SOURCE MATERIAL:
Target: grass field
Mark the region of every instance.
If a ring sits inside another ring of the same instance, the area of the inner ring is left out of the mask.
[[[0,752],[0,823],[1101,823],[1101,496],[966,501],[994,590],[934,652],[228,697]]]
--
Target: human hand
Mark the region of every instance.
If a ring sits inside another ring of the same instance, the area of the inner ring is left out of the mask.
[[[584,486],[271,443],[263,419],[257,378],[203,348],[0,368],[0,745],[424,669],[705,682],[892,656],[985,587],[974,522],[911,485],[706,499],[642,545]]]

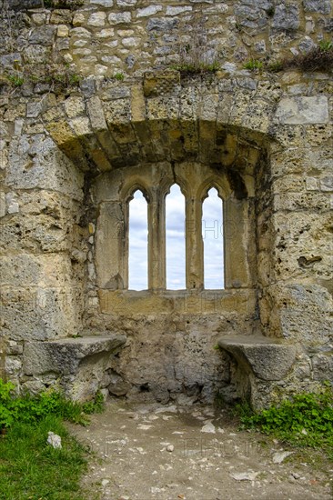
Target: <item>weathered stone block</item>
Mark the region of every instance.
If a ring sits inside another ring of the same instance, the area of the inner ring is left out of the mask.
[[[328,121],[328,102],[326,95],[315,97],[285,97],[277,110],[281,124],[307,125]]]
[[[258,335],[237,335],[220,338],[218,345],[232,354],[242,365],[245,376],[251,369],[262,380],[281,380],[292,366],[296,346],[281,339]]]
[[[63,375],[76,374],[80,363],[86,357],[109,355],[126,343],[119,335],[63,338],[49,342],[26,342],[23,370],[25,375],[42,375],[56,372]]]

WORK TO BE COMPLETED: Show each line of the data above that contains the string "Target", copying every such line in full.

WRITTEN SOLUTION:
Target: grass field
Target: human hand
Target: <item>weathered stone block</item>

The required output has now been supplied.